Each and every line below goes into your answer unchanged, but leave out the images.

(Referring expression pointing data)

#####

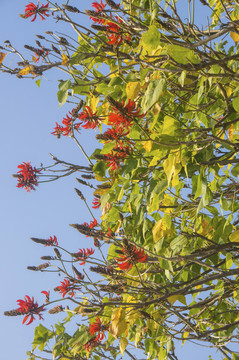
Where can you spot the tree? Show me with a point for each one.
(165, 176)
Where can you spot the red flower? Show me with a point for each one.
(91, 120)
(32, 10)
(99, 328)
(47, 294)
(114, 159)
(93, 224)
(83, 254)
(51, 241)
(68, 127)
(67, 287)
(27, 177)
(96, 203)
(98, 8)
(115, 34)
(131, 255)
(29, 308)
(41, 53)
(91, 344)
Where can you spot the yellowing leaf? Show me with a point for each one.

#####

Output for this task:
Where can you spot the tree? Show me with a point for each one.
(165, 176)
Where can you spot the red flower? Show me with a point for each one.
(91, 120)
(32, 10)
(99, 328)
(47, 294)
(114, 159)
(93, 224)
(83, 254)
(51, 241)
(68, 127)
(67, 287)
(27, 177)
(96, 203)
(98, 8)
(115, 34)
(131, 255)
(29, 308)
(41, 53)
(91, 344)
Where can you spot the yellowing leaf? Show me with a point for each one.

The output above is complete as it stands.